> _Task goal_
Which lines in the records below contain the word "banner"? Pull out each of those lines in full.

> _Information supplied_
────────────────────────────────────────

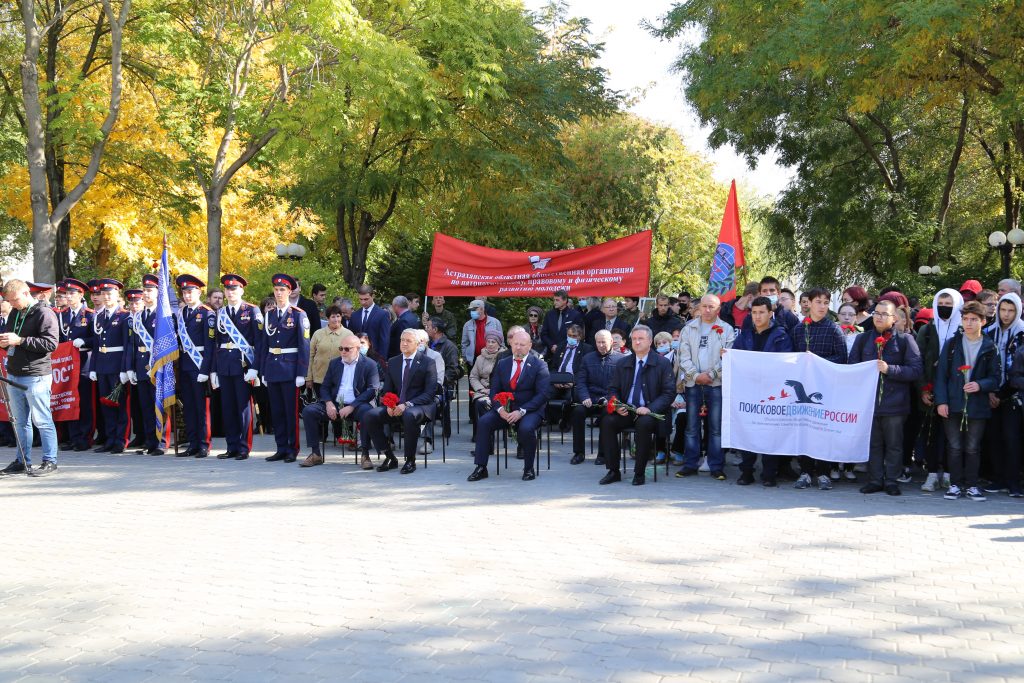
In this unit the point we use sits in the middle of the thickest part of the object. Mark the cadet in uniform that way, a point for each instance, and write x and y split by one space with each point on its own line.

────────────────────────────────────────

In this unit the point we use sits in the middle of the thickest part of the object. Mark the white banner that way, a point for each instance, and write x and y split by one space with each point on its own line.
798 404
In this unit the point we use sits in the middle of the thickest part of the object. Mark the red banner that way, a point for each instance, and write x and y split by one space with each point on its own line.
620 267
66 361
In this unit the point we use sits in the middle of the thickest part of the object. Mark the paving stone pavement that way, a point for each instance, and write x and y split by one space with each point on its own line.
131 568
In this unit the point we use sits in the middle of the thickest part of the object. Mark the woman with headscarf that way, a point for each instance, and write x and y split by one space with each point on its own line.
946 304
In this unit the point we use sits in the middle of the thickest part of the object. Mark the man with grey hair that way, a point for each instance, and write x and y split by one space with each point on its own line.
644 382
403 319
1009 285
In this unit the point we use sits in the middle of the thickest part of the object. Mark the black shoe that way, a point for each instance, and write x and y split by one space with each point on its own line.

────────────────────────────────────────

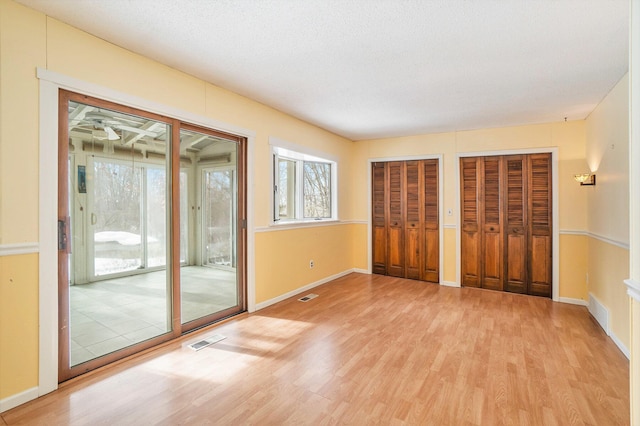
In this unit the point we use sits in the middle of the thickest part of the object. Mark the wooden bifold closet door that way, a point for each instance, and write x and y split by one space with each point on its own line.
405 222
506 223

────────────────────────────────────────

> _The completed task_
In this unit the point we use sits in the middle of the thickest part of the object. Mark the white banner that way, a point for each instance, and write x and y split by one space with each point on its own line.
In this unit the point we use sits in the middle of the thickest part of the object. Mark the red banner that way, a point for each instance, and write x and y split by one space with each point on its own line.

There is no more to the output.